_Tasks to carry out_
1. Edit the Palfest 09 account starting at "They will stand" and ending at "of Israeli Jews.", replacing "pessimistic" with "doubtful".
2. According to the Palfest 09 account, what was Palfest 09?

_Document text_
At the Qalandia checkpoint separating Ramallah from Jerusalem. Leila Khaled's head peeks out between the I and O of Hip Hop.
At the Qalandia checkpoint separating Ramallah from Jerusalem. Leila Khaled's head peeks out between the I and O of Hip Hop.

I have just returned from a physically, mentally and emotionally exhausting week in Palestine. I was a participant in Palfest 09, the second Palestine Festival of Literature. It was a great honour to be in the company of writers like Michael Palin and Debborah Moggach, and Claire Messud, MJ Vassanji, Abdulrazak Gurnah, Ahdaf Soueif and Jamal Mahjoub, the lawyer for Guantanamo Bay prisoners Ahmad Ghappour, Palestinian poets Suheir Hammad and Nathalie Handal, and all the others. I’ll do a post at some point on everybody there. It was an even greater honour to meet Palestinian academics, students, and people on the streets and in the camps, to witness their incredible resilience and creative intelligence. Something fearless in them slipped into me, and gave me optimism. A people like this can not be kept down indefinitely.

They will stand up, even if I can’t tell how they possibly can. What I saw in Palestine confirmed me in my belief that a two-state solution is impossible, but also made me very pessimistic about the only real solution, the one-state solution – such is the level of Zionist hatred and arrogance, so deeply entrenched is Zionist settlement on the landscape and Zionist assumptions in the minds of Israeli Jews.

[Rows from a dataset]
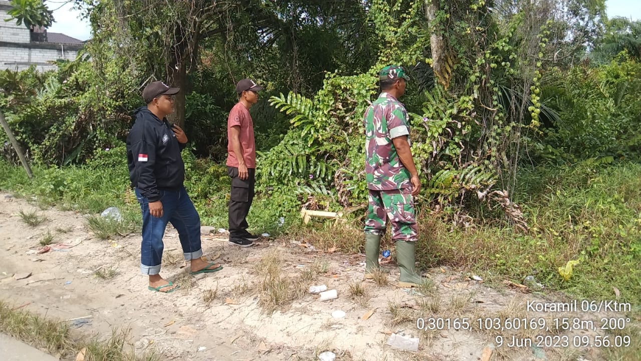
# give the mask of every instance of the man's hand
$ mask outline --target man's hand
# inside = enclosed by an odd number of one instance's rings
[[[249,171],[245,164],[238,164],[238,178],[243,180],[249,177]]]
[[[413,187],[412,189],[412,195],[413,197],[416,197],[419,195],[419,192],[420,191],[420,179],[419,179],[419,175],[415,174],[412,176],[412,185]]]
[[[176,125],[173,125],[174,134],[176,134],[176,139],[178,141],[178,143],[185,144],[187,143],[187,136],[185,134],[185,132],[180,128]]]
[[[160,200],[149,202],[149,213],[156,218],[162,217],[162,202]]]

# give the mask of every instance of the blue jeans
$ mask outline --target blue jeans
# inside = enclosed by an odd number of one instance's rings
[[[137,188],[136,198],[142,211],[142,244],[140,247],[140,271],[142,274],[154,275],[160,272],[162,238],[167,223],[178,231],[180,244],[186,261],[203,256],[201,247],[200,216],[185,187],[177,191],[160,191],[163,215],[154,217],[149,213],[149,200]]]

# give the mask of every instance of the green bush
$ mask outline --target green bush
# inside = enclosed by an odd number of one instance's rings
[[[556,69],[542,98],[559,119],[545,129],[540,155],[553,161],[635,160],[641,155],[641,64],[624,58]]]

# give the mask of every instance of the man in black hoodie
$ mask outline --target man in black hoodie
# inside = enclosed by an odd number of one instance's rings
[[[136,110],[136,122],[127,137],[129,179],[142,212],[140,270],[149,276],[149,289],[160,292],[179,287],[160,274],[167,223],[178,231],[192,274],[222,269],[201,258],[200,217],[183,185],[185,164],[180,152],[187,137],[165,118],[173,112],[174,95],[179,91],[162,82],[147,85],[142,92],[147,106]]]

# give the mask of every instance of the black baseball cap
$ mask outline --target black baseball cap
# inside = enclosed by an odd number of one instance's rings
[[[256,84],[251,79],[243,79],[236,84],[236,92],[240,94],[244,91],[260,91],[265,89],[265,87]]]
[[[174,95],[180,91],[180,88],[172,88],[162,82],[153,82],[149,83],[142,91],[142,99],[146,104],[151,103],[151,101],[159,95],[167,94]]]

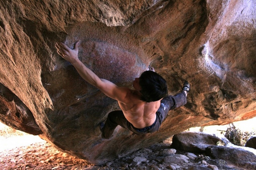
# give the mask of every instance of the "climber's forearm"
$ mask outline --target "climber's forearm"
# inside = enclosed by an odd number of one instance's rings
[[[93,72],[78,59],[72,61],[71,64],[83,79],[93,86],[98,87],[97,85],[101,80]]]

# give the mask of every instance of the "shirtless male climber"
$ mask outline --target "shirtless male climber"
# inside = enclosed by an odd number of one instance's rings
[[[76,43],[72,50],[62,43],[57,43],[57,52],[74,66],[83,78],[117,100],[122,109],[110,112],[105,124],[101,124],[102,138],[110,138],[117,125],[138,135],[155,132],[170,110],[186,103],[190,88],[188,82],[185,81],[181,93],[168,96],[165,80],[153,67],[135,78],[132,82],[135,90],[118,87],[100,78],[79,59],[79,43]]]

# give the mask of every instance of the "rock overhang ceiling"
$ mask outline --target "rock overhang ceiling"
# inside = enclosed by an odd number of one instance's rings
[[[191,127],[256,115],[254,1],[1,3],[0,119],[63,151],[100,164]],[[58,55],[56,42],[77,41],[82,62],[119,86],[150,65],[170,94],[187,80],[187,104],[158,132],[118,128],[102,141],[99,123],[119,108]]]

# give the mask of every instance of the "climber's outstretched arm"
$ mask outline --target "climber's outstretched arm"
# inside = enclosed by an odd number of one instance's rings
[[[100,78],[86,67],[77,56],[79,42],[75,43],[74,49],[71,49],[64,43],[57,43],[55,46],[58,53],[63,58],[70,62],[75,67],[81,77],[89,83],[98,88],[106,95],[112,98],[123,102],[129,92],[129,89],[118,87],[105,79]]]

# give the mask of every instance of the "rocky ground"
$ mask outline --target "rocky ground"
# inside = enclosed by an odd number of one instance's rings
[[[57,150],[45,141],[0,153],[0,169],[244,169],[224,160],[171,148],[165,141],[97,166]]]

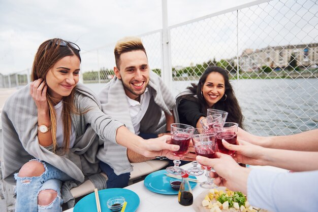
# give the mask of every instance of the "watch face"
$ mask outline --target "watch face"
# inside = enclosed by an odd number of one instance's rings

_Outputs in order_
1.
They will stand up, even if I can’t tell how they possibly can. What I saw in Palestine confirmed me in my belief that a two-state solution is impossible, but also made me very doubtful about the only real solution, the one-state solution – such is the level of Zionist hatred and arrogance, so deeply entrenched is Zionist settlement on the landscape and Zionist assumptions in the minds of Israeli Jews.

2. It was the second Palestine Festival of Literature.